Desafío 1 - Indica si cada afirmación coincide con el texto sobre el noviazgo y el casamiento, respondiendo sí o no y citando literalmente las palabras del texto que lo deciden: (a) Al comenzar el noviazgo, la pareja veía el casamiento como algo cercano. (b) La pareja afirma que no es un ejemplo. (c) La pareja concluye que la respuesta dependerá del momento del proyecto matrimonial en que se encuentre.

Extracto de página -
++++
Concluimos que la respuesta dependerá del momento del proyecto matrimonial en que nos encontremos como pareja. Para esto fuimos recorriendo nuestra historia personal y como pareja. En cada etapa encontramos diferentes argumentos.

Sentimos un poco de vértigo, aquello que
estaba tan lejos, ahora se acercaba a pasos
agigantados.

No somos un ejemplo; desde nuestro lugar, respondemos a esta pregunta y se los contamos. Bienvenidos todos los comentarios que puedan surgir. Nos vemos en facebook.

El punto de llegada

Apenas empezamos nuestro noviazgo, veíamos el casamiento como una lejana posibilidad. Recién estábamos conociéndonos y aprendiendo uno del otro. Juntos, casi sin darnos cuenta, crecíamos al mismo tiempo en el amor, en la comunicación, en el respeto y en la fe.

Al tiempo reconocimos que teníamos algo realmente muy bueno y decidimos dar un paso más: contraer el compromiso de compartir nuestras vidas para siempre, o sea, decidimos casarnos. Un poco de vértigo: aquello que estaba tan lejos, ahora se acercaba a pasos agigantados.
++++
Entradas de datos recopiladas -

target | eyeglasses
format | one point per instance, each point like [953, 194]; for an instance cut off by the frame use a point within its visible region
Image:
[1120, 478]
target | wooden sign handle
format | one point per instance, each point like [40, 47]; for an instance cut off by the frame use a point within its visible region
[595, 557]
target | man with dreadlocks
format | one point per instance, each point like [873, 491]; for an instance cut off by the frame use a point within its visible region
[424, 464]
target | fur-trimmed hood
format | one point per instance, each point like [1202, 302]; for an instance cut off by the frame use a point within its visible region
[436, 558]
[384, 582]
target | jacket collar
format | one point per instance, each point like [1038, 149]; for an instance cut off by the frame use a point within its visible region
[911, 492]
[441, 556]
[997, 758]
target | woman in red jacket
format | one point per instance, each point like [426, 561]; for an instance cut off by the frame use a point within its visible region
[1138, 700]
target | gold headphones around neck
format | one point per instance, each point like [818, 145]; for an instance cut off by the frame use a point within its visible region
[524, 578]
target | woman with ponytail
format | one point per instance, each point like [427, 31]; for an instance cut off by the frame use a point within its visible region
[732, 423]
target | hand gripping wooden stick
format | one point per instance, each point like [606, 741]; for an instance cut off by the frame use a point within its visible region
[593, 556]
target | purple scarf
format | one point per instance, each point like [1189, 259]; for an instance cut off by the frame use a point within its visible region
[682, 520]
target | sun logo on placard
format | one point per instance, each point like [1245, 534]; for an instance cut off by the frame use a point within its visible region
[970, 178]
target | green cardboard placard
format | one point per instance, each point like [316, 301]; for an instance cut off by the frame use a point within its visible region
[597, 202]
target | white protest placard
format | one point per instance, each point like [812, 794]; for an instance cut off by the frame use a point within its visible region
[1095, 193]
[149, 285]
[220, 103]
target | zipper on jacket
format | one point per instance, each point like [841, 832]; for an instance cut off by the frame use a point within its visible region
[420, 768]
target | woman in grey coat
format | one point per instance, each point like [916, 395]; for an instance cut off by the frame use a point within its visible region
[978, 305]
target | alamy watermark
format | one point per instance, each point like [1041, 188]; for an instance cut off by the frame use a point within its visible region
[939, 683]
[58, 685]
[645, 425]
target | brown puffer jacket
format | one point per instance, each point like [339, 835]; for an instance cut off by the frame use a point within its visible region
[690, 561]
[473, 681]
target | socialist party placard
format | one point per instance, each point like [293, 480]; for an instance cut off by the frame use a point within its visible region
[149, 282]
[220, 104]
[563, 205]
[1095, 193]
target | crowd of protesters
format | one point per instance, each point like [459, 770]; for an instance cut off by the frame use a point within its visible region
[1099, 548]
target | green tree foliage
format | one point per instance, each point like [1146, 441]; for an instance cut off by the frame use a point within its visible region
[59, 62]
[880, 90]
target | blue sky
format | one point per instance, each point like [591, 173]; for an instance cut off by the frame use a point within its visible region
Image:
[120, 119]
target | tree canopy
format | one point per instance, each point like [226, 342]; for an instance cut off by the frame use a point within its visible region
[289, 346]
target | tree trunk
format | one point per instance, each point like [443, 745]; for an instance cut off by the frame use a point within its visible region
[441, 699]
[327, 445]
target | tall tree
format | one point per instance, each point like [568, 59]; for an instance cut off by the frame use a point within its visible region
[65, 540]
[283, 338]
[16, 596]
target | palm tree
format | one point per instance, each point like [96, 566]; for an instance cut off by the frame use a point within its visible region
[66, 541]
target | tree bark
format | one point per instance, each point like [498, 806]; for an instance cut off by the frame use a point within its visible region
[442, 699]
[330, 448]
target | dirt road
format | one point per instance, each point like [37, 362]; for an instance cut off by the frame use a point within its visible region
++++
Desafío 2 - Desplaza en 40 cada coordenada de los puntos de respuesta en los registros, desde la línea que contiene "target | brown puffer jacket" hasta la que contiene "[1099, 548]", ambas incluidas. Reproduce solo esas líneas, todas y completas.

Respuesta final 1 -
(a) No: "veíamos el casamiento como una lejana posibilidad".
(b) Sí: "No somos un ejemplo".
(c) Sí: "Concluimos que la respuesta dependerá del momento del proyecto matrimonial en que nos encontremos como pareja".

Respuesta final 2 -
target | brown puffer jacket
format | one point per instance, each point like [339, 835]; for an instance cut off by the frame use a point within its visible region
[730, 601]
[513, 721]
target | socialist party placard
format | one point per instance, each point like [293, 480]; for an instance cut off by the frame use a point within its visible region
[189, 322]
[260, 144]
[603, 245]
[1135, 233]
target | crowd of protesters
format | one point per instance, each point like [459, 770]; for an instance cut off by the frame use a point within its visible region
[1139, 588]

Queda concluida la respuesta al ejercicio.